Aim of the task
Once the line containing "Target: eroded earth bank" is found in the entries below, reproduce it and every line after it, stopping at and including the line containing "For every instance of the triangular"; reproduce nothing else, and keep each line exact.

Records for the exercise: Begin

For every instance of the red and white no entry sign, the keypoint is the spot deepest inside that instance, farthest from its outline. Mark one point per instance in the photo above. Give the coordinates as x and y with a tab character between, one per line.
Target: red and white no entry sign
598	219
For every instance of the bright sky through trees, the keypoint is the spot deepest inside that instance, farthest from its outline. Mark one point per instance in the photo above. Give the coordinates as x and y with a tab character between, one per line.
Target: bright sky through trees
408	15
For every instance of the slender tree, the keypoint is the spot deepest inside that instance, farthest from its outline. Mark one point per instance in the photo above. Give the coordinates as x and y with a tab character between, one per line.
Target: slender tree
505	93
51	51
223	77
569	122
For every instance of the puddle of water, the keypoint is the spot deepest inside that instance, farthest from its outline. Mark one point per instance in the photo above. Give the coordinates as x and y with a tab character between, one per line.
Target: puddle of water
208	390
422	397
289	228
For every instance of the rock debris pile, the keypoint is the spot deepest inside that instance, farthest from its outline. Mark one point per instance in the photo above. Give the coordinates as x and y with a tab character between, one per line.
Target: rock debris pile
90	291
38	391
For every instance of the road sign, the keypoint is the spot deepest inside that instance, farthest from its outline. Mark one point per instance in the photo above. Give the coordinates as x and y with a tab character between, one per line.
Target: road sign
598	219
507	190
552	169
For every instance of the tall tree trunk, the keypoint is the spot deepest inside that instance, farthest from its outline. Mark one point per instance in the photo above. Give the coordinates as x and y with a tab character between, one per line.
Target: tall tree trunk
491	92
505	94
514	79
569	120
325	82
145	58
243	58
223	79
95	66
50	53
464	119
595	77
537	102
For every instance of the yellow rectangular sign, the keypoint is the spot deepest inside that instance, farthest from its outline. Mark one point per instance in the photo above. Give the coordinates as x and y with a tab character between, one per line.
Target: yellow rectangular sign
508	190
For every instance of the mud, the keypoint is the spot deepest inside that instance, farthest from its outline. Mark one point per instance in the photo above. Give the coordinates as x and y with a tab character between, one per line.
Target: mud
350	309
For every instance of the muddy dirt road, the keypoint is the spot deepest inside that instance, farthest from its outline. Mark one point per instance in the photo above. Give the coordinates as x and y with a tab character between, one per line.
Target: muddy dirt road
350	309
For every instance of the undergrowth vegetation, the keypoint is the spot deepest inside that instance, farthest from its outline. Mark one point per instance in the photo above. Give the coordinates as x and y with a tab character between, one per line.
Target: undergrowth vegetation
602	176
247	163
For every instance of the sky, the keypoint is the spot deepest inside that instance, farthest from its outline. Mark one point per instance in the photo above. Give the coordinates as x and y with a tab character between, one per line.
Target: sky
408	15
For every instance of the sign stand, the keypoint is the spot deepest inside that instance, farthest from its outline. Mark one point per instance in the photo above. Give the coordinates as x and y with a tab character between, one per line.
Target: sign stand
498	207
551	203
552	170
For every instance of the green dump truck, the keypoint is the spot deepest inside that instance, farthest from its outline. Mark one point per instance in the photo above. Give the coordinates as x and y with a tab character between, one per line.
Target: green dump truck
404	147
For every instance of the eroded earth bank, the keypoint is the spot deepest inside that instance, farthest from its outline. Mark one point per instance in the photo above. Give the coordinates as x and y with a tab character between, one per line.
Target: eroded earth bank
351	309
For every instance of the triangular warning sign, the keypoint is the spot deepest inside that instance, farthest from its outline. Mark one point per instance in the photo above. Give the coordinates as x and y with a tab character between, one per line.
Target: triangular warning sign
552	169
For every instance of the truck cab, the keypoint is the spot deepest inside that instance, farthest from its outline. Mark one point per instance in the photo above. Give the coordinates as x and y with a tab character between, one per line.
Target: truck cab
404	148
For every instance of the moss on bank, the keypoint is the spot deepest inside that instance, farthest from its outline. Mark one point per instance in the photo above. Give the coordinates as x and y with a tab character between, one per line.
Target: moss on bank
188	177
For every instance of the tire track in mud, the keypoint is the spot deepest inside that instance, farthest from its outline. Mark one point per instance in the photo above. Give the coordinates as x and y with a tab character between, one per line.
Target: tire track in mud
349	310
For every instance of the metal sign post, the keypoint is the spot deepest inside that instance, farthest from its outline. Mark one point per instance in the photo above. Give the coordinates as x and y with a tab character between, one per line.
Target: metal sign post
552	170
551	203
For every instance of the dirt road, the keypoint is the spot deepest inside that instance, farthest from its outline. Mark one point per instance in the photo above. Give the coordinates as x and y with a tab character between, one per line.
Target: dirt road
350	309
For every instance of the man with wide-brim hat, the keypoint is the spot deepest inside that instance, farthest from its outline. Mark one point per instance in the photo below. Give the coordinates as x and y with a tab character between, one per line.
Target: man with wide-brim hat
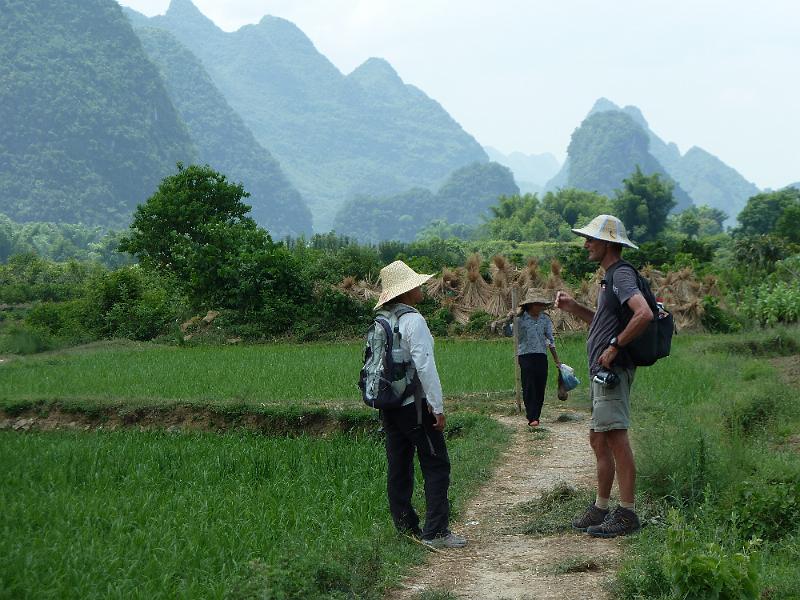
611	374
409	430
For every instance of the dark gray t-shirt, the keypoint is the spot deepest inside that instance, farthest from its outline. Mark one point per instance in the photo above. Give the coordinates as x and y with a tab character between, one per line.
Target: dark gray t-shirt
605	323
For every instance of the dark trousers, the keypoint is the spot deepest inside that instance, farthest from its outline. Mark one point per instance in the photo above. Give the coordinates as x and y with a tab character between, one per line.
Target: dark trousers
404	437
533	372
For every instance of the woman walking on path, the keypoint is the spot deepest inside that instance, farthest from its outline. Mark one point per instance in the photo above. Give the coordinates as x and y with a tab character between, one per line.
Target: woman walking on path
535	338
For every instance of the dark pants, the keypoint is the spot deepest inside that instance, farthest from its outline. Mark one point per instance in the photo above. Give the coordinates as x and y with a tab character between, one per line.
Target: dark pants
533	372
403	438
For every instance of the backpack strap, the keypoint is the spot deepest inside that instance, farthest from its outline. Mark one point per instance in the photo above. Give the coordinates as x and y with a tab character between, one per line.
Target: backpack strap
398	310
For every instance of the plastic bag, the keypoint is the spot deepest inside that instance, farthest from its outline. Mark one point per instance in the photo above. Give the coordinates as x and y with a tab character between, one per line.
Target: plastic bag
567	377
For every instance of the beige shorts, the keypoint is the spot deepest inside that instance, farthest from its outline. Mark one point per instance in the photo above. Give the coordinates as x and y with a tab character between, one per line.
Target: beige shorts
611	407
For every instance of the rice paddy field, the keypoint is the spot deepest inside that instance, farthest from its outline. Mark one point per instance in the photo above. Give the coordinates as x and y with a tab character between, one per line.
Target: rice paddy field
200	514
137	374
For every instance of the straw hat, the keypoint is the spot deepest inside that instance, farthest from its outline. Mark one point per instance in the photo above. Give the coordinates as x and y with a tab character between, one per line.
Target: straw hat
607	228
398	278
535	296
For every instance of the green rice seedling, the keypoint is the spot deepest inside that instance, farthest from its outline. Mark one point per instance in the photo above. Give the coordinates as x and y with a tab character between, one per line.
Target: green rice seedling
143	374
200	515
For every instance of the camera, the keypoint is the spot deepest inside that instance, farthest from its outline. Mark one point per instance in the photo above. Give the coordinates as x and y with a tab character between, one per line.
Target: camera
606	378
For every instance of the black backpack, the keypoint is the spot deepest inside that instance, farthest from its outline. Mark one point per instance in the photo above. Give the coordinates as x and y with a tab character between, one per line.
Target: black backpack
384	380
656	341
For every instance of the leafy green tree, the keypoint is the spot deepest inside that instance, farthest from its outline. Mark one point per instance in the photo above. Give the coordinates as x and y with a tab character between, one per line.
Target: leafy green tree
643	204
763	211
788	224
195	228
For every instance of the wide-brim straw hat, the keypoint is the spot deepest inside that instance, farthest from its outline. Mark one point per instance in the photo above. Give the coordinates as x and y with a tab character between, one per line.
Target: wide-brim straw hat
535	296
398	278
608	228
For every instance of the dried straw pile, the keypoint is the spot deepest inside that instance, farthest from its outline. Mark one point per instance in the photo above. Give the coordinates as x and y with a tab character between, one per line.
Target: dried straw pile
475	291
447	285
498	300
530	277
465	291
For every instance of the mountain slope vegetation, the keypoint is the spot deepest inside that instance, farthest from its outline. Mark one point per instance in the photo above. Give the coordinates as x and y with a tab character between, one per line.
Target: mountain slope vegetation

Records for the exercise: End
Records for the exercise: Begin

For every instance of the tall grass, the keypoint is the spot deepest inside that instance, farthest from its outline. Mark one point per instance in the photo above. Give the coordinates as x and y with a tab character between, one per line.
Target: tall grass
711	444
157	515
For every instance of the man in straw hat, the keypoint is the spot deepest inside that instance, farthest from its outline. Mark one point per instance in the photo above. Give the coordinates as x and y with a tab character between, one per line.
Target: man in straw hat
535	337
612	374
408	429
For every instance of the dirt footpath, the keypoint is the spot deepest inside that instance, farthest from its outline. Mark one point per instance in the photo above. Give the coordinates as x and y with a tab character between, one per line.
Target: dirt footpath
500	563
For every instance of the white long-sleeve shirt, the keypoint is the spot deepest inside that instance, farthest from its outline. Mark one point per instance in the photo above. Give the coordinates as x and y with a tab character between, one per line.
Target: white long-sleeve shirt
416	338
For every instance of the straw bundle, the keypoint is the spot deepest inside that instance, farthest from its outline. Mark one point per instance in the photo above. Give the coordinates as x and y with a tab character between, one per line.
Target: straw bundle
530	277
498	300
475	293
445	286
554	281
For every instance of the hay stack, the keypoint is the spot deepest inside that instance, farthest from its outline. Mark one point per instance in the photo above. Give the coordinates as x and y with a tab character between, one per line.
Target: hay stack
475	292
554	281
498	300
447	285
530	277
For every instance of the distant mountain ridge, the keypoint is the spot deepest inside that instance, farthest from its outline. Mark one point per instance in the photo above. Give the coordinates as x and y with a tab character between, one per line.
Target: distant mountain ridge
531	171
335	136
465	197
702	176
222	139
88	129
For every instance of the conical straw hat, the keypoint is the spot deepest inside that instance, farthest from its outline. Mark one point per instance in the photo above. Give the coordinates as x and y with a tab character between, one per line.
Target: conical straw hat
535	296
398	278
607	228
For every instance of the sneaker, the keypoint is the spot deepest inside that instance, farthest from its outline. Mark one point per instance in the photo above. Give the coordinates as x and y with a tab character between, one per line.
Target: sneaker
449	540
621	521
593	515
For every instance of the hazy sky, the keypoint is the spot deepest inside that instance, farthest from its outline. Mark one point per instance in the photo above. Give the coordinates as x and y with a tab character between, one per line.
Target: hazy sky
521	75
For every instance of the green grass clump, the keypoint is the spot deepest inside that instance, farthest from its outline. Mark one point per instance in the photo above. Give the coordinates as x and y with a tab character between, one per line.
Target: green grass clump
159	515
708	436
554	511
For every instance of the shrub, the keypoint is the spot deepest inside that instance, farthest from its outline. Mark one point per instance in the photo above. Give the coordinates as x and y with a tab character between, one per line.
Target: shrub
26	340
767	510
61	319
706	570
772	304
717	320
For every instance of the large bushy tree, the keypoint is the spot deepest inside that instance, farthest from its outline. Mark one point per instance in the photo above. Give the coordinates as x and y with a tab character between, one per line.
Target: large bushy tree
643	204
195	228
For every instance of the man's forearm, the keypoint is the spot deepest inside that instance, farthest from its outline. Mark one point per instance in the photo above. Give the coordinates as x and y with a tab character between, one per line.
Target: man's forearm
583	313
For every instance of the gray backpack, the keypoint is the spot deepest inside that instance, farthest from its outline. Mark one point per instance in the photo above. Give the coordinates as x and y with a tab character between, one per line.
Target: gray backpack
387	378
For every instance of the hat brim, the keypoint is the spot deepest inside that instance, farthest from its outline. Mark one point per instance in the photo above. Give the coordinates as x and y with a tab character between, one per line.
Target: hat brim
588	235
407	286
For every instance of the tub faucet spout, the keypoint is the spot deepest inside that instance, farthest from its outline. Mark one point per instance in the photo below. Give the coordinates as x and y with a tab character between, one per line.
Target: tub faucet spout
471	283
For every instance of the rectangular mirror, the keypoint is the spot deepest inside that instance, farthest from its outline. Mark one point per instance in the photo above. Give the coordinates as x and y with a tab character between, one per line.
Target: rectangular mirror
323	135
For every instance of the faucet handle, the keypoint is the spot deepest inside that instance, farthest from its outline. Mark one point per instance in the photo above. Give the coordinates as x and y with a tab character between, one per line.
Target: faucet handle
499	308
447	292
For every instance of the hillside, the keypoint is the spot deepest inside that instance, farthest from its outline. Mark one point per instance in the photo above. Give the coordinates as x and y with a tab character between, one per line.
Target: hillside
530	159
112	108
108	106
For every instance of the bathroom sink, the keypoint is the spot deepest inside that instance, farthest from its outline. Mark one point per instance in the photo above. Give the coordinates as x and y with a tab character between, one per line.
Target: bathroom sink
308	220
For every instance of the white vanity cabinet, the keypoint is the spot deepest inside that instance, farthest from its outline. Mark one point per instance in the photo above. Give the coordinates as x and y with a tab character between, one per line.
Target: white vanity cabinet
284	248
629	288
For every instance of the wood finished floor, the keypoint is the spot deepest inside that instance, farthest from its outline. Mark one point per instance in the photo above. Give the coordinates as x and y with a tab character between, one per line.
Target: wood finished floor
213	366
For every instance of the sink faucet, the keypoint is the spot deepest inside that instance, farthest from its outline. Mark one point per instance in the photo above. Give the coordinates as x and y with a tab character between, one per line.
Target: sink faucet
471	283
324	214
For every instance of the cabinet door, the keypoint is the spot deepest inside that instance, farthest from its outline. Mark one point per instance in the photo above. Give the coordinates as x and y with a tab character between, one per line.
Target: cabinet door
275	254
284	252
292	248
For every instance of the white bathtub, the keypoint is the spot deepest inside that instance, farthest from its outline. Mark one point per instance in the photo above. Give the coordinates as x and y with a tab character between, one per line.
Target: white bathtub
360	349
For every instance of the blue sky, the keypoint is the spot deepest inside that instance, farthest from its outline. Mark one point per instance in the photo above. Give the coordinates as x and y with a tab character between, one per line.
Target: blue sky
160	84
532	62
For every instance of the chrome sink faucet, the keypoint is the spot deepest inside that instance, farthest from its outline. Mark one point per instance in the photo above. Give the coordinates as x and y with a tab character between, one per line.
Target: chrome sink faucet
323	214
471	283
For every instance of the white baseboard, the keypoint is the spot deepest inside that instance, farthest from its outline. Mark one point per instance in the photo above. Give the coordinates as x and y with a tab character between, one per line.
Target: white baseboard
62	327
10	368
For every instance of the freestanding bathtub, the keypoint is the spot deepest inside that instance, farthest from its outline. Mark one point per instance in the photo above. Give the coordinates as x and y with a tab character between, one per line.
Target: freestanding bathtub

Records for the exercise: End
Records for the exercise: Begin

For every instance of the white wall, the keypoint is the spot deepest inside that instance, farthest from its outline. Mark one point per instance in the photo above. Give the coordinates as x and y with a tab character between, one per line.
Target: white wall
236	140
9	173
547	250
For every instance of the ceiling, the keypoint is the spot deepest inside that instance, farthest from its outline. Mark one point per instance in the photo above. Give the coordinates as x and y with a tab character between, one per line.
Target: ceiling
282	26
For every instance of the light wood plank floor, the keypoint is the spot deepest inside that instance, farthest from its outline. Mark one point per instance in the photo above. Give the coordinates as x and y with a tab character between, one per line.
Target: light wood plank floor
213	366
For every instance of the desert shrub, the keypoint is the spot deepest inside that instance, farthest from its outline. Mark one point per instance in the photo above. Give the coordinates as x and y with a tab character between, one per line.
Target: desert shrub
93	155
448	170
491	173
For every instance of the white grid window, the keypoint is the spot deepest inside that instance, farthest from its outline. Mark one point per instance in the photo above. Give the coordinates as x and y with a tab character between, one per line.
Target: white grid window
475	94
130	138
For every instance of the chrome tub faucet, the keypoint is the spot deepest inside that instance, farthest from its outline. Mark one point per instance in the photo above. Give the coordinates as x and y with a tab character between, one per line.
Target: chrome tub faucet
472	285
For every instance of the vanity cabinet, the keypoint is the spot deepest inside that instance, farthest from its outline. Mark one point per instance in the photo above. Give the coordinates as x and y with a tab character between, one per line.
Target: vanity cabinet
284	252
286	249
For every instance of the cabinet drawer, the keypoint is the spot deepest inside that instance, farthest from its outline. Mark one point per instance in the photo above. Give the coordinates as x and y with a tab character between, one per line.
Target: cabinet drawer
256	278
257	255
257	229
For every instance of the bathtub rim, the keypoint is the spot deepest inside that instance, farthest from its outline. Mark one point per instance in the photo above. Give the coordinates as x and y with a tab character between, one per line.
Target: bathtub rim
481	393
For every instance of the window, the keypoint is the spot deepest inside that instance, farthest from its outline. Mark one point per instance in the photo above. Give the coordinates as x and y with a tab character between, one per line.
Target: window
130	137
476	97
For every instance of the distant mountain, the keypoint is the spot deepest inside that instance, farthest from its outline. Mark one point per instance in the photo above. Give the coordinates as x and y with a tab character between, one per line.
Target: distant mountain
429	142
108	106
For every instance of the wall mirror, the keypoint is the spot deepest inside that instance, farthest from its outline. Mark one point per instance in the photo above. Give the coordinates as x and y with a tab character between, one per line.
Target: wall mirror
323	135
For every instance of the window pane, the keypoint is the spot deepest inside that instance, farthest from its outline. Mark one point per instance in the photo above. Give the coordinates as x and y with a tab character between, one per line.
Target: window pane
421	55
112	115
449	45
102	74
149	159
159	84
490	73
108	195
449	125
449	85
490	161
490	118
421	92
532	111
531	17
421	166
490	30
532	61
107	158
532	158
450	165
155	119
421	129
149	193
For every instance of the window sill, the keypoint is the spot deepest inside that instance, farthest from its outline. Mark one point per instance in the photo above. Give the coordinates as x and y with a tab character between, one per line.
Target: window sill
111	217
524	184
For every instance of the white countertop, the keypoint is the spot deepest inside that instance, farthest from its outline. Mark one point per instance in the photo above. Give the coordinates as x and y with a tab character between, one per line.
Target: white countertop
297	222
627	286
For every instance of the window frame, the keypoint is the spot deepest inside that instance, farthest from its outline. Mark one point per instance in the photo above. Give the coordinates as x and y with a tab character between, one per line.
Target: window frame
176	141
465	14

Records for the exercise: End

Solved exercise
Target: eroded earth bank
351	309
For every instance of the triangular warning sign, the keypoint is the spot deepest inside that instance, farthest from its outline. Mark one point per instance in the photo above. Give the coordinates as x and y with a tab character between, one per line.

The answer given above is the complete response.